## EXERCISE DESCRIPTION:
Turn the entries below into a numbered list with one line per item, skipping any blank lines. Leave the pictures out of your answer.

## begin INPUT ROWS

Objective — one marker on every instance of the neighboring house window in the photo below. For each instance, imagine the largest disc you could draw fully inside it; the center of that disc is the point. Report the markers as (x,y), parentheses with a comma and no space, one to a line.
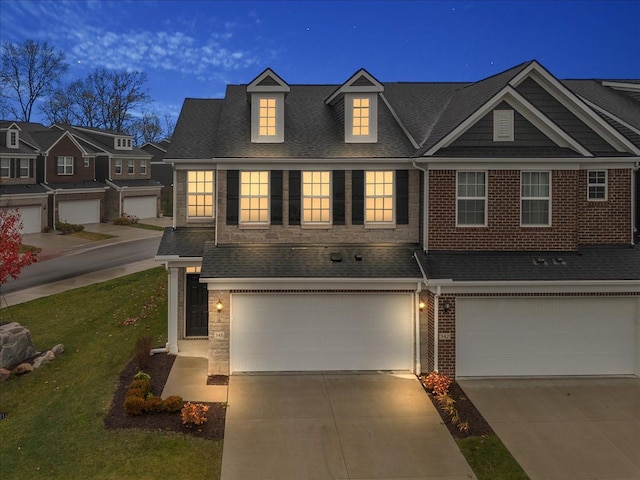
(316,197)
(503,126)
(535,198)
(597,185)
(378,206)
(361,117)
(64,165)
(472,198)
(200,194)
(267,126)
(5,167)
(254,197)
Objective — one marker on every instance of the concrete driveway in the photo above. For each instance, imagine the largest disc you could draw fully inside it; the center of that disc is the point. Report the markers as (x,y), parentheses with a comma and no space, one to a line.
(325,426)
(569,429)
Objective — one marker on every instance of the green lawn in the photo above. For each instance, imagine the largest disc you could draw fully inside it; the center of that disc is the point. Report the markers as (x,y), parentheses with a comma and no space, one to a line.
(55,424)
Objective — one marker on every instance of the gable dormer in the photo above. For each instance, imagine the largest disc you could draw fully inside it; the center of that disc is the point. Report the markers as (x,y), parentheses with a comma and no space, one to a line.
(357,104)
(267,94)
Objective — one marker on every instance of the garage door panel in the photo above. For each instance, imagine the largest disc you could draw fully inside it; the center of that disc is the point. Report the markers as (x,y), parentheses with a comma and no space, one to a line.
(546,336)
(298,332)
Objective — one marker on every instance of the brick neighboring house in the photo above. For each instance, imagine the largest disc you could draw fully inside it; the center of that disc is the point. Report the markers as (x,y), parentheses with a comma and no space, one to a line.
(478,229)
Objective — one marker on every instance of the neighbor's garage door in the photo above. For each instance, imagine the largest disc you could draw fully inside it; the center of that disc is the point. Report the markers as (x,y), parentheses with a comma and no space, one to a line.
(31,218)
(307,332)
(141,207)
(546,336)
(79,212)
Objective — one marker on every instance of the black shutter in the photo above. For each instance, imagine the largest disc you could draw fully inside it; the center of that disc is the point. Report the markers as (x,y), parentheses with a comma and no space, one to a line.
(276,197)
(233,185)
(357,197)
(338,197)
(402,197)
(294,197)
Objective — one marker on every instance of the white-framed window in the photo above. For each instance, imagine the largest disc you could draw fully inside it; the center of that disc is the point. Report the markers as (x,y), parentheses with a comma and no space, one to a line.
(503,126)
(254,198)
(535,209)
(64,165)
(316,198)
(200,194)
(5,167)
(379,197)
(471,199)
(597,185)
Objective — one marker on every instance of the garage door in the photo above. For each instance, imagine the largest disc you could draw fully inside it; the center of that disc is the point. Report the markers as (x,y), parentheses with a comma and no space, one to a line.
(79,212)
(141,207)
(31,218)
(546,336)
(312,332)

## end INPUT ROWS

## WORKED ANSWER:
1. Objective — one marker on every instance of the neighboring house window in the photo below. For each instance, imagine the largest disc you could draw fully inside it; the center of that disc is the point. Report the markers as (x,y), parentheses with a comma and no space, one to a line.
2. (316,197)
3. (503,126)
4. (535,198)
5. (597,185)
6. (378,206)
7. (361,117)
8. (64,165)
9. (472,198)
10. (200,194)
11. (267,126)
12. (5,167)
13. (254,197)
14. Objective — one marker on every instance of the concrete driveway in the photo above. For each instance, imagine the largest disc you could draw fully inside it; the center of that disc is the point. Report the markers as (x,y), parentheses with a comma and no space, one to a line.
15. (325,426)
16. (569,429)
17. Objective — one marker on every instance of the green lawn in the photo above. For each instance, imagine the largest disc you could draw fully inside it; the center of that disc is the point. Report the markers as (x,y), parentheses with a comma and no space, one to a line.
18. (55,424)
19. Objective — one marker on every instance of the gable dormer in the photo above. For each instance, imagine the largest disc you could draw fully inside it; the center of that disc is the point. Report the markers as (x,y), parentheses with a comma and no space, one to a line.
20. (357,104)
21. (267,94)
22. Objective — one marker on every instance of the garage door panel in the photo above. For each instance, imagine the largest disc you could draw fully inside it; the center of that disc is the point. Report the markers as (x,y), parentheses with a comma and no space, one to a line.
23. (546,336)
24. (298,332)
25. Objective — one marker on every instance of the brick neighboring house in the photo above. For each instance, imagine the largest disc you could draw fully inside it; the center of that disc is the point. Report the markers as (x,y), parentheses with a comma and no space, one to a line.
26. (478,229)
27. Objective — one marker on every instance of the neighbor's garage door in the photo above. For each instance, imagine the largest disc you could draw fully inside it; the center of that disc is the point. Report the markers as (x,y), parentheses with a comma and no space, one to a line.
28. (31,218)
29. (307,332)
30. (141,207)
31. (546,336)
32. (79,212)
33. Objective — one marker on every instance of the black shutter in the photo above. For each instance, imagine the largest disc you could draw fully inside it; the center of that disc is the point. Report the markers as (x,y), parentheses with a comma and no space, one to a line.
34. (276,197)
35. (233,185)
36. (357,197)
37. (338,197)
38. (402,197)
39. (294,197)
40. Objective — one marker on every instance of the white-framed window in the photo above. For each instance, imagine the largest disc you could draw fully inside it; the center of that disc is the point. Report the markers as (x,y), parentheses with a comma and no space, one to a line.
41. (503,126)
42. (254,198)
43. (535,209)
44. (64,165)
45. (316,198)
46. (200,194)
47. (5,167)
48. (379,197)
49. (471,199)
50. (597,185)
51. Objective — one marker on every instance of the garage door in the photo above. For each instance, imagine the largest disc you could draw fully inside it; the center of that disc is the point. Report the markers as (x,y), parentheses with a comma and no space, one to a line.
52. (79,212)
53. (141,207)
54. (31,218)
55. (546,336)
56. (312,332)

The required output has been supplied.